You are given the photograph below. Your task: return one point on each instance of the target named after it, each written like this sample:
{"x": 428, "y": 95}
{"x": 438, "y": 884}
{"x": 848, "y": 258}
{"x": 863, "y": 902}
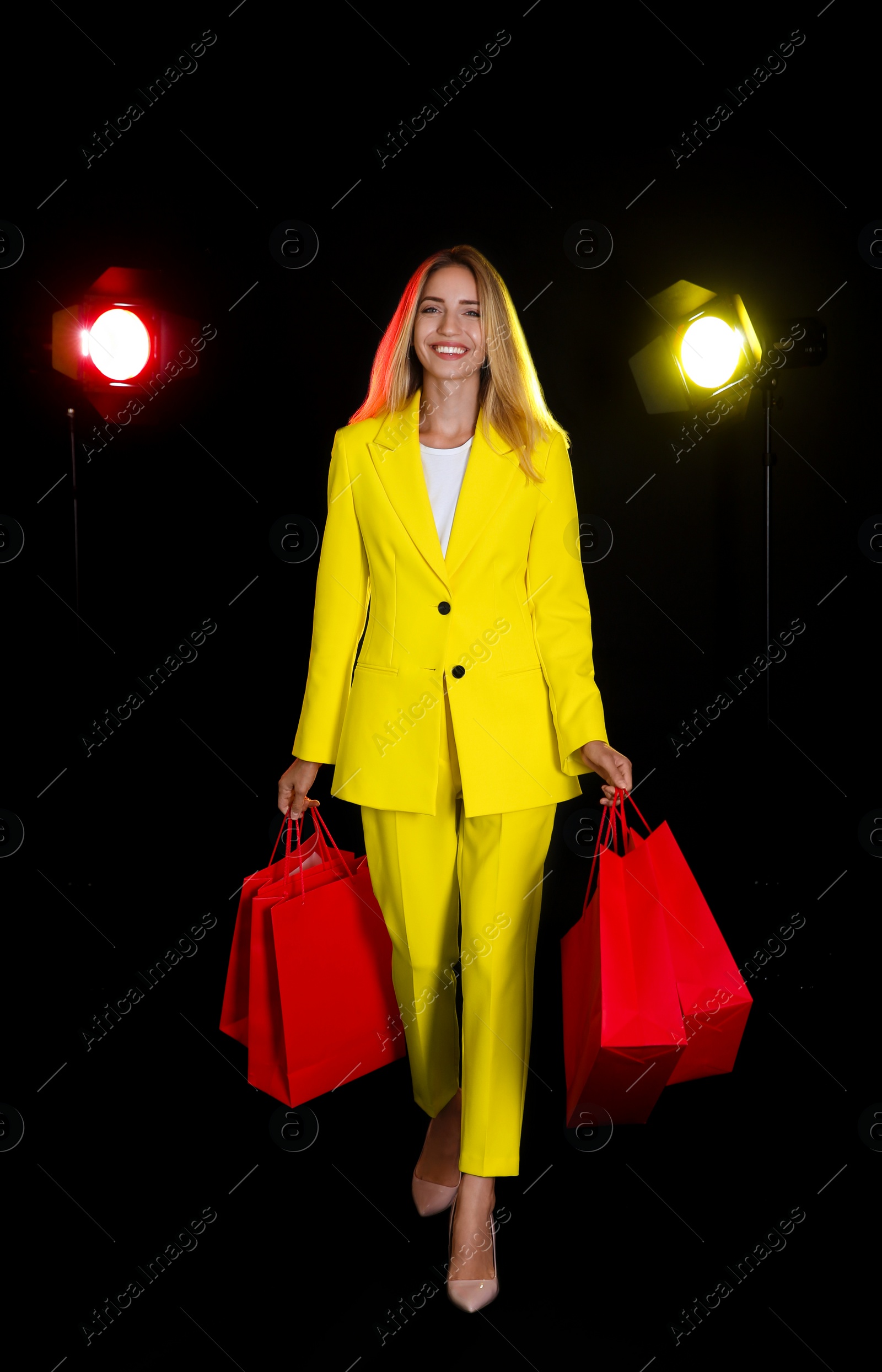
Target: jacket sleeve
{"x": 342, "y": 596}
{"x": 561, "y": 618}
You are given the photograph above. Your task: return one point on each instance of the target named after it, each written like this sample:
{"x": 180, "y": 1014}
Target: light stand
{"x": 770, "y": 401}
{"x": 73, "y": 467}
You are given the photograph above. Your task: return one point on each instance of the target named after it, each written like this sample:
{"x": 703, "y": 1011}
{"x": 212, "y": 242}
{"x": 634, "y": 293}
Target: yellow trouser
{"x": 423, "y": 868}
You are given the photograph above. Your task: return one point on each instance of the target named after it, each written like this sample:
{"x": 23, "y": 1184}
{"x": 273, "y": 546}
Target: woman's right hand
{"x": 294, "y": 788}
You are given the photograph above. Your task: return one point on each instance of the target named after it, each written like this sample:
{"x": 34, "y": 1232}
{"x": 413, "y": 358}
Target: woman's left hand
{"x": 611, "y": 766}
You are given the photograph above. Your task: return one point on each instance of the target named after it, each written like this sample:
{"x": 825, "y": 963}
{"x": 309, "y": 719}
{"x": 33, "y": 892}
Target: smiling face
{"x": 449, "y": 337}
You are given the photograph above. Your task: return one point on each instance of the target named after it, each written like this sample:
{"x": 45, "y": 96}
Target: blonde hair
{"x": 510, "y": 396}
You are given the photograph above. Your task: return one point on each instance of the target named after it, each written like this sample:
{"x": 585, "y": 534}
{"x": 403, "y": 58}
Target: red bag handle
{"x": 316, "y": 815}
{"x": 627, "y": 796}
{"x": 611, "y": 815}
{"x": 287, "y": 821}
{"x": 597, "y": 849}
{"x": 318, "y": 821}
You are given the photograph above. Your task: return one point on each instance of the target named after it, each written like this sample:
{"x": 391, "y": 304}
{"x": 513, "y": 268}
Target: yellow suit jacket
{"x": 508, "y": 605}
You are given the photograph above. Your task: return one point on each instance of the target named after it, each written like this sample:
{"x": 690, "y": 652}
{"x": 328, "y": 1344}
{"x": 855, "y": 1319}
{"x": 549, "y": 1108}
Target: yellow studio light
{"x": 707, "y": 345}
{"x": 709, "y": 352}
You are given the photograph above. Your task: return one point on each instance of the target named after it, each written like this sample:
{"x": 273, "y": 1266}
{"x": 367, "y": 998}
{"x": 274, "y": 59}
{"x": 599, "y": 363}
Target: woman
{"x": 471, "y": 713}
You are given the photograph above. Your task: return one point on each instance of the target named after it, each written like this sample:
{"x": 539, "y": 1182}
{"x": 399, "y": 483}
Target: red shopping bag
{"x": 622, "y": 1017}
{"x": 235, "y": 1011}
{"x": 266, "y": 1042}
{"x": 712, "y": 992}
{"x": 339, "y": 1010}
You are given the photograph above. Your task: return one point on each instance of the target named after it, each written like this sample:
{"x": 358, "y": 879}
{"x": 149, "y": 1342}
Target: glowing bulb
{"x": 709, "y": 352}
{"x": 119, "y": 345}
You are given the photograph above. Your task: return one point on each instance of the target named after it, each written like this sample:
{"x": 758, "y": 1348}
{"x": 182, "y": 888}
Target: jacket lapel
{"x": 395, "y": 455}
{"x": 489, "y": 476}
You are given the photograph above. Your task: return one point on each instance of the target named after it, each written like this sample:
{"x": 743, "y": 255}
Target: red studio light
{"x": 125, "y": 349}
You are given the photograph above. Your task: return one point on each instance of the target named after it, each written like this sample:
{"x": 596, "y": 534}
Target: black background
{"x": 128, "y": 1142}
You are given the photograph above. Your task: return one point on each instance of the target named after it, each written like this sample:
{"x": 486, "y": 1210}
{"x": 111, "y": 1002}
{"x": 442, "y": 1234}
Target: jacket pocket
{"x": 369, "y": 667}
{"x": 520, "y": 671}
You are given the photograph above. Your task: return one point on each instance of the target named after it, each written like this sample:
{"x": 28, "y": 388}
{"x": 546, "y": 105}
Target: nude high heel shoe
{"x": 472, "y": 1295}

::::::

Any picture in the material is to be left out, and everything else is to be retyped as is.

You are given the photograph below. Your task: return one point on each instance of the target named after it, each written like this sample:
{"x": 428, "y": 95}
{"x": 438, "y": 884}
{"x": 848, "y": 258}
{"x": 863, "y": 902}
Target: jacket sleeve
{"x": 342, "y": 596}
{"x": 561, "y": 618}
You are given the photograph above. Your task: return one point on each instance of the target named after it, each written like this sample:
{"x": 180, "y": 1014}
Target: light stand
{"x": 770, "y": 401}
{"x": 73, "y": 467}
You are given the photograph above. Your task: return one point on each instance of the target named after it, each written like this sample:
{"x": 703, "y": 1011}
{"x": 212, "y": 242}
{"x": 634, "y": 293}
Target: yellow trouser
{"x": 423, "y": 868}
You are given the photograph above. Your task: return one point on each instance of the target named after it, each written like this sample:
{"x": 23, "y": 1184}
{"x": 273, "y": 546}
Target: woman's right hand
{"x": 294, "y": 788}
You are given the photograph above. Your task: return one point on each instance of the target named after it, each written like this sample:
{"x": 34, "y": 1232}
{"x": 413, "y": 358}
Target: woman's left hand
{"x": 611, "y": 766}
You are given the photograph above. Your task: return one point on each instance of the target named after it, each written like this sample:
{"x": 825, "y": 963}
{"x": 309, "y": 719}
{"x": 33, "y": 892}
Target: smiling face
{"x": 449, "y": 337}
You are given the photograph above. Your task: return one point on each instance of the target named after it, each written like this sample:
{"x": 45, "y": 96}
Target: blonde hair
{"x": 510, "y": 396}
You are given the photograph above. Your task: return one point on each instance of the target named after it, each written like this sample:
{"x": 585, "y": 534}
{"x": 403, "y": 58}
Target: red bag handle
{"x": 316, "y": 815}
{"x": 627, "y": 796}
{"x": 611, "y": 815}
{"x": 287, "y": 821}
{"x": 597, "y": 849}
{"x": 318, "y": 821}
You are given the photograph above. Your task: return one point on each instance of the target named after it, each written like this sample:
{"x": 391, "y": 304}
{"x": 513, "y": 268}
Target: yellow suit jacket
{"x": 508, "y": 605}
You are given the photograph above. Your task: return one point on each instance of the target named after it, each written like this sample:
{"x": 690, "y": 652}
{"x": 328, "y": 1344}
{"x": 855, "y": 1319}
{"x": 549, "y": 1108}
Target: yellow studio light
{"x": 707, "y": 345}
{"x": 709, "y": 352}
You are given the photograph above. Your task: return one point on each instance of the target named after it, each written like this sample:
{"x": 273, "y": 1266}
{"x": 367, "y": 998}
{"x": 274, "y": 59}
{"x": 599, "y": 363}
Target: woman
{"x": 471, "y": 713}
You are given the photograph above. Your task: return one point on each instance of the target named after it, each written like this sample:
{"x": 539, "y": 1182}
{"x": 399, "y": 483}
Target: red shopping bag
{"x": 622, "y": 1017}
{"x": 235, "y": 1011}
{"x": 266, "y": 1042}
{"x": 712, "y": 992}
{"x": 339, "y": 1010}
You are given the photograph above. Your task: return one point on each instance of the target named after it, each written like this sample:
{"x": 358, "y": 879}
{"x": 149, "y": 1342}
Target: glowing bulb
{"x": 709, "y": 352}
{"x": 119, "y": 345}
You are given the photograph above. Your task: return one point on each instance of the target named after it, each written like this sample:
{"x": 758, "y": 1348}
{"x": 182, "y": 888}
Target: jacket lapel
{"x": 395, "y": 455}
{"x": 489, "y": 476}
You are given the photograph above. Your task: return one point on each instance of the target named after it, each written like this sample:
{"x": 743, "y": 255}
Target: red studio light
{"x": 125, "y": 349}
You are given the photograph above. Your task: return one point on each instance of the target named after it, each written like this sample:
{"x": 596, "y": 534}
Target: black background
{"x": 128, "y": 1142}
You are given the photograph above. Your task: return one point on each instance of the target named after it, each written like this sample:
{"x": 486, "y": 1210}
{"x": 111, "y": 1002}
{"x": 442, "y": 1234}
Target: jacket pocket
{"x": 369, "y": 667}
{"x": 520, "y": 671}
You are given the photograph above. Your task: return one point on each instance of the target named after it, each written like this sample:
{"x": 28, "y": 388}
{"x": 546, "y": 105}
Target: nude high heel shoe
{"x": 472, "y": 1295}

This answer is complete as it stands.